TEXTE:

Nous sommes dans une logique de développement harmonieux de l’activité



À votre retour de Chine en 2011, vous rachetez l’autocariste Transarc. Comment s’est effectué le rachat et où en est l’entreprise aujourd’hui ?

Damien Rameau : à mon retour de Chine, je cherchais à reprendre une entreprise et la BPI a été la tête de file des supports financiers qui nous ont permis de racheter par la dette l’autocariste jurassien Transarc, groupe familial très sain et solidement implanté en Bourgogne Franche-Comté.

Quatre ans plus tard, Transarc est un groupe de transport composé de 17 entreprises de transport, de support aux transporteurs et de franchisés Vulco. Fort de ses 19 millions d’euros de chiffre d’affaires, de ses 440 employés (240 équivalents temps pleins) et de ses 330 autocars, l’entreprise est présente dans 10 départements (l’Ain, l’Allier, la Côte d’or, le Doubs, la Haute Saône, l’Isère, le Jura, la Loire, la Saône et Loire et l’Yonne). Et aujourd’hui, nous sommes le 15e autocariste de France.

Cette réussite est très impressionnante. Quel a été le modèle économique d’un tel succès ?

D.R. : notre modèle économique consiste à intégrer l’amont du métier en internalisant tout ce qui touche l’autocar une fois sorti d’usine. Ainsi, nous possédons une filiale dédiée à la mécanique qui est agent Mercedes, deux magasins Vulco pour tout ce qui touche le pneumatique et nous réalisons toutes nos prestations liées au vitrage, aux éthylotests antidémarrage et à la climatisation. Plus récemment, notre diversification dans le pneu a été motivée par le fait que pour un autocariste, il s’agit d’un gros poste de coût, ainsi que par notre besoin de flexibilité (quand un camion a un problème à 3 h du matin, il est difficile de faire appel à un prestataire). Mais l’intégration de l’amont du métier ne s’arrête pas au matériel. Une entreprise, c’est surtout de l’humain et dans notre cas, sur nos 440 employés, nous comptons 400 conducteurs. Pour cette raison, nous avons filialisé une auto-école et un centre de formation, une manière de nous assurer et surtout d’assurer nos passagers de la compétence de nos chauffeurs.

LISTE DES TÂCHES:
1) D'après l'entretien sur Transarc, quel rang l'entreprise occupe-t-elle parmi les autocaristes de France ?
2) Recopiez sans rien changer le passage de l'entretien sur Transarc qui commence par « À votre retour » et se termine par « en Bourgogne Franche-Comté. ».

JEU DE DONNÉES:

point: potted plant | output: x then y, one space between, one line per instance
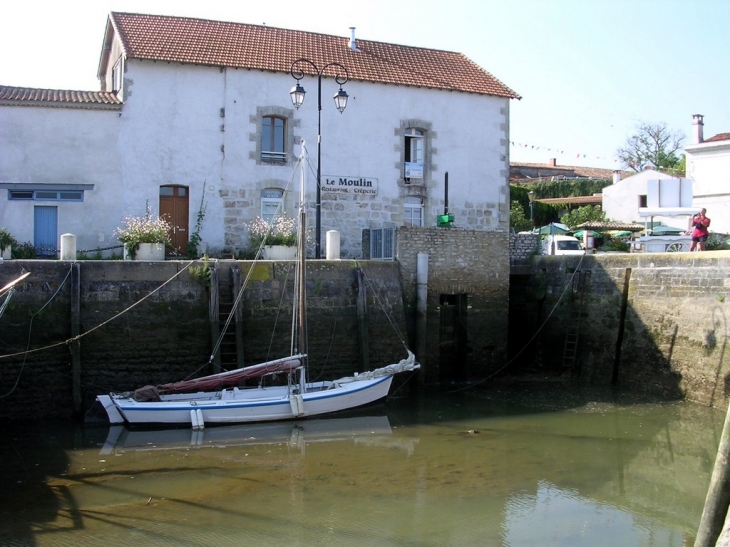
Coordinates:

CORRIGÉS:
1) Elle est le 15e autocariste de France.

2)
À votre retour de Chine en 2011, vous rachetez l’autocariste Transarc. Comment s’est effectué le rachat et où en est l’entreprise aujourd’hui ?

Damien Rameau : à mon retour de Chine, je cherchais à reprendre une entreprise et la BPI a été la tête de file des supports financiers qui nous ont permis de racheter par la dette l’autocariste jurassien Transarc, groupe familial très sain et solidement implanté en Bourgogne Franche-Comté.